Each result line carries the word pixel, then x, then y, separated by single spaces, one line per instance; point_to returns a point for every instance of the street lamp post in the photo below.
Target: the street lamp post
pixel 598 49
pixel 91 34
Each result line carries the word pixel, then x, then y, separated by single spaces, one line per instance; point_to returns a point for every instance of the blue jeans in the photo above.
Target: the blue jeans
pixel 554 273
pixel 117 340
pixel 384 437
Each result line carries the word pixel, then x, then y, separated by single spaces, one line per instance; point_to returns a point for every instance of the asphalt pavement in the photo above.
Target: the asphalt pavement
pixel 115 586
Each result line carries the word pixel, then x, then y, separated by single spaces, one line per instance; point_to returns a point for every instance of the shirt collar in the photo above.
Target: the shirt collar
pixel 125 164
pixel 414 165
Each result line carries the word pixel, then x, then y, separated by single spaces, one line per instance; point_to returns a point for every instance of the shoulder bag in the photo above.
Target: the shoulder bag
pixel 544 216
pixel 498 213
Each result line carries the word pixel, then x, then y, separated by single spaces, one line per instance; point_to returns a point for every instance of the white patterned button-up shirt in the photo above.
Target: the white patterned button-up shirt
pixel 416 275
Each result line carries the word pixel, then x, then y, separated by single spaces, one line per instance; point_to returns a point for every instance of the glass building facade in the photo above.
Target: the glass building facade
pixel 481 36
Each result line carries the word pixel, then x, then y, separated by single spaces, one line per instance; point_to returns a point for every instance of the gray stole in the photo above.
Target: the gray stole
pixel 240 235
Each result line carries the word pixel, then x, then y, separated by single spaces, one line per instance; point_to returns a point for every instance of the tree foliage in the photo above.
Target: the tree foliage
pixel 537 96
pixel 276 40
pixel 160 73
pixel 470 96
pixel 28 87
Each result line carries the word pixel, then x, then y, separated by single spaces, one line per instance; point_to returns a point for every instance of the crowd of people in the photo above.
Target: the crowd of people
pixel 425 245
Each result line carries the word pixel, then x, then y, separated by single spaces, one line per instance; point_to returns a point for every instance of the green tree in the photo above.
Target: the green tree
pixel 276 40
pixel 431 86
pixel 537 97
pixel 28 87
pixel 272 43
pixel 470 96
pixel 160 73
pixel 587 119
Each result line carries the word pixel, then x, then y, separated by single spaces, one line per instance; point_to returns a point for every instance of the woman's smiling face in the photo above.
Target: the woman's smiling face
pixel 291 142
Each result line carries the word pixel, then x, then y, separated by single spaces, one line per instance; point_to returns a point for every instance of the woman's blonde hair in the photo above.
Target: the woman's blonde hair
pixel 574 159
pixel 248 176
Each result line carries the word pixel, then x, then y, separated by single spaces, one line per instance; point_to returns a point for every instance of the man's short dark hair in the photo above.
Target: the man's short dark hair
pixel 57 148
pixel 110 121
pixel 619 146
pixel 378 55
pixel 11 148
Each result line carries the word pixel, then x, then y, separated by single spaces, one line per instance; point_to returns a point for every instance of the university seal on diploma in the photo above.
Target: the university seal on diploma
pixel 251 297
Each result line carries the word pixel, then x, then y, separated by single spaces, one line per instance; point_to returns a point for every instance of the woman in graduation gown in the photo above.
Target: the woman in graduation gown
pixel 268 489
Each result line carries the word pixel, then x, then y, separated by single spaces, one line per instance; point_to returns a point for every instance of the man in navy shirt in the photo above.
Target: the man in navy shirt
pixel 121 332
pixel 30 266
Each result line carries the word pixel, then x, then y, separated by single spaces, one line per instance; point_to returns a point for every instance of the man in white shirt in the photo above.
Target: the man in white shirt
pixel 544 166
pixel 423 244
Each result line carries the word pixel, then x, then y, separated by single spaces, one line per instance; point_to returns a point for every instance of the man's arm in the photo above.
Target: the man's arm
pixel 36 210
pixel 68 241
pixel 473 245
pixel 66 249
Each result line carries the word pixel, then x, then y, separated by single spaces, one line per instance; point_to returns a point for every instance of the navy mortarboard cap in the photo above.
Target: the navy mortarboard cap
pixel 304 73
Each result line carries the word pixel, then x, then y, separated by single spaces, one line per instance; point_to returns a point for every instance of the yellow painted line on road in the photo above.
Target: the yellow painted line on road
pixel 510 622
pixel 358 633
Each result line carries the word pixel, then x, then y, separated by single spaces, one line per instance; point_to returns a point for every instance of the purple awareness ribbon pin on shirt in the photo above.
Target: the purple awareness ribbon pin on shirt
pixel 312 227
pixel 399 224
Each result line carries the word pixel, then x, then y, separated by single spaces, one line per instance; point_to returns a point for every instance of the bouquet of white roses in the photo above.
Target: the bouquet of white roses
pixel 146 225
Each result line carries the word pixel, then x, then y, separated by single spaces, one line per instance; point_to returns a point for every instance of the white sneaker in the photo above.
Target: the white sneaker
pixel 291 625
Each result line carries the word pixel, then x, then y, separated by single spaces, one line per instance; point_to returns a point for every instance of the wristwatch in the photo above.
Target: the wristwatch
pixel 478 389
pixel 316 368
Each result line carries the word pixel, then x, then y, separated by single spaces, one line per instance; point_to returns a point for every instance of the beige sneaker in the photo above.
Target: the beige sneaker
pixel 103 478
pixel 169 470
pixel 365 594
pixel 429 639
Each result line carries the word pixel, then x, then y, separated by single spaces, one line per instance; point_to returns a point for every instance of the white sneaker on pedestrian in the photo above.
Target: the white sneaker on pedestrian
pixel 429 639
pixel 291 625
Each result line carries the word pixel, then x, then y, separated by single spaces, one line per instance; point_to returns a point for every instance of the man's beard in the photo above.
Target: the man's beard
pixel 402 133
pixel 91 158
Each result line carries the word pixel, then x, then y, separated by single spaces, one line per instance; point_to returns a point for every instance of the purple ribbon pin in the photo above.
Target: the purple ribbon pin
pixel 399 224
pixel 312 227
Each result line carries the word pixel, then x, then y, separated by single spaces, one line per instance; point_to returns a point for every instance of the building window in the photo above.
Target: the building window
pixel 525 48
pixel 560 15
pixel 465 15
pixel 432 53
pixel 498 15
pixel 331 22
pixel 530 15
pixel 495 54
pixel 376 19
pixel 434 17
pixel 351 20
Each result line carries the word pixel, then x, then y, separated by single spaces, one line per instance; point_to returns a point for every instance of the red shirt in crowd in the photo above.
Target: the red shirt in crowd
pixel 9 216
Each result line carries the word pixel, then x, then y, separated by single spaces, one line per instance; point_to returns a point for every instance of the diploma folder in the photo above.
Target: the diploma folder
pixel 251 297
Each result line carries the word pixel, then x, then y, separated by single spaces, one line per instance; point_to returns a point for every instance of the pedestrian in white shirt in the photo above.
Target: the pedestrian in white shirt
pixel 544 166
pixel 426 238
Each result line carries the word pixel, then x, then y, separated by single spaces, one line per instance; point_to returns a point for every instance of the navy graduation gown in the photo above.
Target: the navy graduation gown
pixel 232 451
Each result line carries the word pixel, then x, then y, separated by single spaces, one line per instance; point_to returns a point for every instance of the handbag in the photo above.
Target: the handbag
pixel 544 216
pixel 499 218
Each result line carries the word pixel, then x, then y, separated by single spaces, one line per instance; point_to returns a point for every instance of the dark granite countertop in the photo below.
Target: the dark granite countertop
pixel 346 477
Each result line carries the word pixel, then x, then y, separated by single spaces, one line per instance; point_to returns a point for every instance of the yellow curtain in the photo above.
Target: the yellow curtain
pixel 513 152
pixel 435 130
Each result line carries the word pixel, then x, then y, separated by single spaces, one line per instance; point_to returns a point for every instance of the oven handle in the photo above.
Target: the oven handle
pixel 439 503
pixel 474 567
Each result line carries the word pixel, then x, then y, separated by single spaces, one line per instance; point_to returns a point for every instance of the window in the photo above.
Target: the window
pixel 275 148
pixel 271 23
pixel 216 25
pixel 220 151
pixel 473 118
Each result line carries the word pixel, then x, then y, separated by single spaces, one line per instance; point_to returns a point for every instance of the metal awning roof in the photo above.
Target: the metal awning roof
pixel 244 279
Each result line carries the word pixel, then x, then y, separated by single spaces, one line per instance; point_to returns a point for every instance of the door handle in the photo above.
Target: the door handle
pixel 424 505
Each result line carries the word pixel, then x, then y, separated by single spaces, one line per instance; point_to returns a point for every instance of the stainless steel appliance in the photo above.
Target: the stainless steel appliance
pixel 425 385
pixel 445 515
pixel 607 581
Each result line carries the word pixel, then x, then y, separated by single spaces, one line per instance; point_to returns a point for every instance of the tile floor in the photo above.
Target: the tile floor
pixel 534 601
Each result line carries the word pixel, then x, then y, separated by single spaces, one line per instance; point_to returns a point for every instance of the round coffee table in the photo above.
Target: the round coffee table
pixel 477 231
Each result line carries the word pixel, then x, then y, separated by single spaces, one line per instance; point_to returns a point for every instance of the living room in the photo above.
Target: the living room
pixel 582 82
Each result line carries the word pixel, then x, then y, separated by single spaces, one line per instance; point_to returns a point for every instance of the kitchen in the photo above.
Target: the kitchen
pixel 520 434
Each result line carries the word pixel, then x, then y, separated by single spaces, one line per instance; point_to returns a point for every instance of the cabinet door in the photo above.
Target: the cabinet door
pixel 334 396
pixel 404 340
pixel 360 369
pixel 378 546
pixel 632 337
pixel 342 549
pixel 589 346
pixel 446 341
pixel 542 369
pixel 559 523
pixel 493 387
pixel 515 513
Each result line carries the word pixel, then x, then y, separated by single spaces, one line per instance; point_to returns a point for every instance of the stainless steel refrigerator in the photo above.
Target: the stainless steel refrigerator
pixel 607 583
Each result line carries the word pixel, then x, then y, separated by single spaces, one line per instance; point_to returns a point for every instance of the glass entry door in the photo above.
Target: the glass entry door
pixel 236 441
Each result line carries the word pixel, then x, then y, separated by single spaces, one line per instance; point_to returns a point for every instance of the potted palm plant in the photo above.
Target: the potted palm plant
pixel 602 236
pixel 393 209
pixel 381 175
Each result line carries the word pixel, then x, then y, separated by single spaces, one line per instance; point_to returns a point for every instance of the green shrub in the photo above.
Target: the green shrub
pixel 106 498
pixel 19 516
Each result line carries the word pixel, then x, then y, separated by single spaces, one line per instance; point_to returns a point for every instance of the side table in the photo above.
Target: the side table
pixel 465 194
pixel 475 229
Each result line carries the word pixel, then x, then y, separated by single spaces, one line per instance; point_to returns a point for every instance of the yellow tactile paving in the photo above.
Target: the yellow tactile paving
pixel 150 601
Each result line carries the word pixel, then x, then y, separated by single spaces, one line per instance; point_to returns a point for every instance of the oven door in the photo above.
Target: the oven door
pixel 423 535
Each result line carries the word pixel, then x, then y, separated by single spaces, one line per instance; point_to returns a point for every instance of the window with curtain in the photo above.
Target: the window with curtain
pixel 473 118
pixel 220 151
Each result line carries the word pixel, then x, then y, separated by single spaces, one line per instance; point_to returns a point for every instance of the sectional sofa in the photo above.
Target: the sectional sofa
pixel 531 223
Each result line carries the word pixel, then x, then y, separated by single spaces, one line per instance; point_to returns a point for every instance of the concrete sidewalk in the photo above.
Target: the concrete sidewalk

Task goal. Reproduce exactly the lines above from the line with "Target: the yellow painted line on road" to the line with "pin in the photo above.", including both, and add nothing.

Exercise output.
Target: the yellow painted line on road
pixel 510 622
pixel 358 633
Each result line carries the word pixel, then x, then y, separated by single spaces, one line per instance; point_to returns a point for every instance of the purple awareness ribbon pin on shirt in the photo above.
Target: the purple awareness ribbon pin on shirt
pixel 312 227
pixel 399 224
Each result line carries the word pixel, then x, then y, separated by single spaces, one line per instance; point_to returns a point for every instance of the bouquet of white roses in the photo above.
Target: the bouquet of white roses
pixel 146 225
Each result line carries the word pixel, then x, then y, separated by single spaces, one line per instance; point_to returns a point for every instance of the white sneaker in the photo above.
Target: the white sneaker
pixel 291 625
Each result line carries the word pixel, then x, then y, separated by single spaces, one line per instance; point_to returns a point for every instance of the wristwatch in the photo above.
Target: the wristwatch
pixel 478 389
pixel 316 368
Each result line carries the word pixel, then x, then y, separated by single spaces, one line per instance; point_to returns a point for every instance of the beige sneaker in the photo above.
Target: the beige sneaker
pixel 103 478
pixel 169 470
pixel 365 594
pixel 429 639
Each result line carries the word pixel, then x, then y, separated by single spaces, one line per instance; point_to returns a point for every instance of the white sneaker on pedestrian in the photo above.
Target: the white sneaker on pedestrian
pixel 429 639
pixel 291 625
Each result line carries the word pixel, then x, then y, separated by single spaces, one line per instance; point_to returns a point for every instance of the man's beard in the photo above.
Target: the man's beard
pixel 402 133
pixel 91 158
Each result line carries the word pixel, then x, then y, separated by single spaces, one line per instance; point_to returns a point for every instance of the purple ribbon pin in the photo above.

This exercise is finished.